◆ Selected text ◆
Or almost all. The one thing he hadn’t seen was his loved ones. He spoke of a daughter whom he held as an infant just months before his incarceration. Other family members were long gone. He had gone from a young man to an old man. The men and women from his youth had passed into the ages. His daughter a memory. And then . . . he received a letter from her. Having learned of him, she after decades decided to seek him out. At first, she wanted to learn more about a father she never knew, who had held her before she knew it and then wasn’t there. She visited him, and then she kept visiting him. I saw them once, and he had his arm around her, her smiling and leaning into him. It was a beautiful sight.

Then, with the advent of DNA family-searches, two older gentlemen, successful businessmen, found her and got in contact. Their DNA was twice removed from hers, and she filled them in on her entire family, including the father she had been getting to know in prison . . . and who was their nephew. Soon these two men flew halfway across the country on a nearly monthly basis to meet their newly discovered nephew who was in his late-60s. After decades and decades in prison, they offered financial help to get him out of prison and keep him comfortable while in.

[Dataset entries]
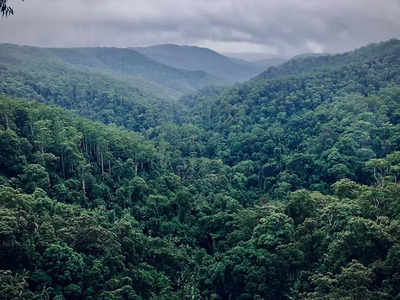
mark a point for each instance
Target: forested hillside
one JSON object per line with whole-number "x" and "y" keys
{"x": 197, "y": 58}
{"x": 285, "y": 187}
{"x": 124, "y": 66}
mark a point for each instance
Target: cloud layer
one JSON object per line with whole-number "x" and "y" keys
{"x": 284, "y": 27}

◆ About this task ◆
Copy the passage about the prisoner and his family word for word, starting at the words "Or almost all." and stopping after "a beautiful sight.".

◆ Answer box ◆
Or almost all. The one thing he hadn’t seen was his loved ones. He spoke of a daughter whom he held as an infant just months before his incarceration. Other family members were long gone. He had gone from a young man to an old man. The men and women from his youth had passed into the ages. His daughter a memory. And then . . . he received a letter from her. Having learned of him, she after decades decided to seek him out. At first, she wanted to learn more about a father she never knew, who had held her before she knew it and then wasn’t there. She visited him, and then she kept visiting him. I saw them once, and he had his arm around her, her smiling and leaning into him. It was a beautiful sight.